European utility competition under observation – new report identifies continuing differences across markets
25 mars 2003
The competitive intensity within European electricity markets still varies significantly from one country to another according to the level of market openness, extent of cross border trading and the size of the largest generators, according to a new report from Cap Gemini Ernst & Young. The latest edition of the European Energy Markets Deregulation Observatory* shows that in some regions, i.e UK and Germany, the main players have not more than 25% market share, while in others (France, Belgium) the former monopolies still retain market shares above 90%.
The report shows that cross-border trading is not yet sufficient to create a single European market, with continuing differences in wholesale prices between neighbouring countries (e.g. Germany and France). Current interconnections were primarily designed to provide cross-border support for system security and reliability. Progress has been made in developing cross-border capacity auctions to allow greater trading access to the interconnectors. However, as the report explains, there are four different types of auction being used and for the most part, these still tend to favour the pre-existing long-term contracts. European organisations such as ETSO and EFET are trying to develop a more harmonised approach which could encourage a significant increase in trading between national markets, and also make clear where expansion of the interconnector capacities would be commercially viable.
The report also looks at the progress of deregulation within European energy markets and highlights that Germany and UK have the greatest volume of power open for competition on both the Industrial/Commercial and Residential markets. In light of the European Union’s recent major policy change regarding market liberalisation, all Industrial & Commercial markets must now be fully opened by 2004, with full retail competition by 2007. This will pose significant challenges for those Continental European countries where today’s market opening is still limited.

Exercise directions:
Decide whether each statement below agrees with the article on competition in European electricity markets, answering yes or no and quoting the deciding words from the article. 1. In France and Belgium, the former monopolies still hold market shares above 90%. 2. Current interconnections were primarily designed to increase cross-border trading. 3. Full retail competition must be in place by 2004.

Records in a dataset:
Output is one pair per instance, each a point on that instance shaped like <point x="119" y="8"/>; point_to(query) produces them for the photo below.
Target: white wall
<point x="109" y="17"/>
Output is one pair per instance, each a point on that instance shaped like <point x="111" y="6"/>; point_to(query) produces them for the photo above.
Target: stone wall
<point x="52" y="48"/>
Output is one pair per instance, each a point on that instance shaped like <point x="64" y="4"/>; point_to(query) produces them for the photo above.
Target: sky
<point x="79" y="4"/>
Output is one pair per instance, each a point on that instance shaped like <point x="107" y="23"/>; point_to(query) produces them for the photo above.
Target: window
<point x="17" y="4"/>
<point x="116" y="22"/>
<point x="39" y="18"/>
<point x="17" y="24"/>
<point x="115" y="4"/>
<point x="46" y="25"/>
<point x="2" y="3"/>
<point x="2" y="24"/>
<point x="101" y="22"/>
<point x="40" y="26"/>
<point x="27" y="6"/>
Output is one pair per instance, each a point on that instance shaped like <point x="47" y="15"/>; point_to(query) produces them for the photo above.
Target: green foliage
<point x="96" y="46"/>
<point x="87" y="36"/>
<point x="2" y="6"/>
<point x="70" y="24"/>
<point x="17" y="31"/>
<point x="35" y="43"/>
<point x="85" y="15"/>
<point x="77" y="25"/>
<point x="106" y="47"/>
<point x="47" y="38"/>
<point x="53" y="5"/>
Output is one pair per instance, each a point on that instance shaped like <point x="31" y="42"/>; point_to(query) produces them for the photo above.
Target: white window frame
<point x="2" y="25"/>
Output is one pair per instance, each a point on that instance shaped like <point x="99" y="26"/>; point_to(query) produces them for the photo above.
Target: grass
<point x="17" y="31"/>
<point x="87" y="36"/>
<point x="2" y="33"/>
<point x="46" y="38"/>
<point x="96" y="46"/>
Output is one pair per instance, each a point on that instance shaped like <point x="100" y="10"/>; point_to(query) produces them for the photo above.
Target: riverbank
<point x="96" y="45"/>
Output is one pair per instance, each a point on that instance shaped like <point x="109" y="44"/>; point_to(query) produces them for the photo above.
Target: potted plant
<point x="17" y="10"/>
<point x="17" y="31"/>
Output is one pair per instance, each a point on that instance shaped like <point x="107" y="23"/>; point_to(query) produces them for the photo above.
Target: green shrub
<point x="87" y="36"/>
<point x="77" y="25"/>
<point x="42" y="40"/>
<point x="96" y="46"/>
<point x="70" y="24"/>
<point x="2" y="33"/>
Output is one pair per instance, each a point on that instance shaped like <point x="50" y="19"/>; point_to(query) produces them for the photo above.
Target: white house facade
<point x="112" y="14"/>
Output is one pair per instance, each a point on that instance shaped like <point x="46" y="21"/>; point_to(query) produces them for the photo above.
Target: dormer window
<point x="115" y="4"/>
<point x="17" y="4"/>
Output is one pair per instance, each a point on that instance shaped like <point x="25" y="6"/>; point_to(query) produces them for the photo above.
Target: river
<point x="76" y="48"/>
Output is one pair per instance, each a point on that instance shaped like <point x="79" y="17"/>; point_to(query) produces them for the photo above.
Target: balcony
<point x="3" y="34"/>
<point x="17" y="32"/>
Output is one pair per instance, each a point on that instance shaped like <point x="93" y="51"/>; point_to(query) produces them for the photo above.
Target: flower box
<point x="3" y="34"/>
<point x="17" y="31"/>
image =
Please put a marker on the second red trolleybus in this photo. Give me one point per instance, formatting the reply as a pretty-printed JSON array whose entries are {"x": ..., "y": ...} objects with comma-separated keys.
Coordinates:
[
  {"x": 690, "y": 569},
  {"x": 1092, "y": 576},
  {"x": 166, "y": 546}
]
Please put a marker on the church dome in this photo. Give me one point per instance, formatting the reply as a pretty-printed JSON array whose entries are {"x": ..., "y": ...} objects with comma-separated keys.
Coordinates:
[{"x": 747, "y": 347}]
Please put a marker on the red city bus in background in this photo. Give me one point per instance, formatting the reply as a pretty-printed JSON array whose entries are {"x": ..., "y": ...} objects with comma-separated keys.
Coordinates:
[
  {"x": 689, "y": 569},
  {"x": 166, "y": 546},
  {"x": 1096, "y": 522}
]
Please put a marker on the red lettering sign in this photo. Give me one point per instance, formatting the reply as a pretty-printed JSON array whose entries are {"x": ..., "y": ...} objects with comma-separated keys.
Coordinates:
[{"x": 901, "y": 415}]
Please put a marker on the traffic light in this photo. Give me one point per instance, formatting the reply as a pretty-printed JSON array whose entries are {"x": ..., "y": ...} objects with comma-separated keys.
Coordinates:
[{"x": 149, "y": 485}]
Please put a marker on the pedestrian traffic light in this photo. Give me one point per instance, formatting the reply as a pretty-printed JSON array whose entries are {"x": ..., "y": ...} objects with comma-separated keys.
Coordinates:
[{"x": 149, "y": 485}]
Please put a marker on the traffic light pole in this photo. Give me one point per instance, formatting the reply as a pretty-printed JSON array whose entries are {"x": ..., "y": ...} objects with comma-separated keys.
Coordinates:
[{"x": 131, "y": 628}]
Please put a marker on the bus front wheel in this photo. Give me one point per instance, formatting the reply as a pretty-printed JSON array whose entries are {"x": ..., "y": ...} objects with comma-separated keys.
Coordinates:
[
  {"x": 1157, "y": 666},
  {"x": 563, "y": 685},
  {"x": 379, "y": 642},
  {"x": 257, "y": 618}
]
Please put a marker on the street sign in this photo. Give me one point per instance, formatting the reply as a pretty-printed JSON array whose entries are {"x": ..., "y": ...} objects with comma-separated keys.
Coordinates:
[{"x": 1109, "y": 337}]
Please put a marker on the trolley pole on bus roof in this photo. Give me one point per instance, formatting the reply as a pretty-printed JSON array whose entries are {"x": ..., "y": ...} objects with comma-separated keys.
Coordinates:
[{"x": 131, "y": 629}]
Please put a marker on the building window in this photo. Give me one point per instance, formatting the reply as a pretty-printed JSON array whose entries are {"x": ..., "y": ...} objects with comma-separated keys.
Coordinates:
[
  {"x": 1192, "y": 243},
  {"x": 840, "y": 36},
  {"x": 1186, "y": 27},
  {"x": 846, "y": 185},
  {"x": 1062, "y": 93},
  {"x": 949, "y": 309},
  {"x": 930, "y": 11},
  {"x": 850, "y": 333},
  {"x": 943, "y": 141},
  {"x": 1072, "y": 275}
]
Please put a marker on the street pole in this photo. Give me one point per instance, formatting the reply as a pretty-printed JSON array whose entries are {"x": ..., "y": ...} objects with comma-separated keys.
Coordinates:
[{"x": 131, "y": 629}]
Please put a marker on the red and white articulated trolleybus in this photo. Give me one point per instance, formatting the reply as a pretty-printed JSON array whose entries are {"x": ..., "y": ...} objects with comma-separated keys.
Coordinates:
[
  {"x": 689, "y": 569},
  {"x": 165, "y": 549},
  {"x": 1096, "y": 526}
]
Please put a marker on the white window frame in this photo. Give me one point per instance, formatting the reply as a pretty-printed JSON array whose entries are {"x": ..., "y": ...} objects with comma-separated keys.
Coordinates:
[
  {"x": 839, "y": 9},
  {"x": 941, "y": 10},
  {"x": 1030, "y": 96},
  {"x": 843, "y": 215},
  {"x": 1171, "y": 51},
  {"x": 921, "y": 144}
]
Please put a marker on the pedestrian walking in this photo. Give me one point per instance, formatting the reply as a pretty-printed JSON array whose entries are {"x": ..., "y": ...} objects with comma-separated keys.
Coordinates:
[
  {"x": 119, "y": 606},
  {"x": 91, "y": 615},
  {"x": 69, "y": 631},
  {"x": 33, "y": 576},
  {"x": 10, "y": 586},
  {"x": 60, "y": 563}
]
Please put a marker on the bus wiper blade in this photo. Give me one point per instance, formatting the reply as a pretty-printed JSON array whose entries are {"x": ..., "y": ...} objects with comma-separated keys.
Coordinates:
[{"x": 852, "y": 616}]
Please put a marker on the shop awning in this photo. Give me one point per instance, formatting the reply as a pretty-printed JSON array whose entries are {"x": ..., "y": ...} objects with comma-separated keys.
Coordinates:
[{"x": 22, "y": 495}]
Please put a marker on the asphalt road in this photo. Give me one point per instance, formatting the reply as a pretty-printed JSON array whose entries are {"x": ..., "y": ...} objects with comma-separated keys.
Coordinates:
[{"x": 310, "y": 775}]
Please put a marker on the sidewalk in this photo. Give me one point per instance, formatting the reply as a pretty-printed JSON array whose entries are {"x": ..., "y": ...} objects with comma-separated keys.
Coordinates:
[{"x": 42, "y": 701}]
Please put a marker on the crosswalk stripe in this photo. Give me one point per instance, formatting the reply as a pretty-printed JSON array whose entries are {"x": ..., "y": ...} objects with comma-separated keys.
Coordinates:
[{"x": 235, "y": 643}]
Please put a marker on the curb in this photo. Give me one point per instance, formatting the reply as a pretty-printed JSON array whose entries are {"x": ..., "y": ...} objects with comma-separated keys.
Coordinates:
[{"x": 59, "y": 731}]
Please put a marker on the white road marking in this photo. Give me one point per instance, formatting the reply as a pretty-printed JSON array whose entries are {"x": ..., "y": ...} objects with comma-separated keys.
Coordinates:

Reply to the exercise:
1. Yes: "in others (France, Belgium) the former monopolies still retain market shares above 90%"
2. No: "Current interconnections were primarily designed to provide cross-border support for system security and reliability."
3. No: "all Industrial & Commercial markets must now be fully opened by 2004, with full retail competition by 2007"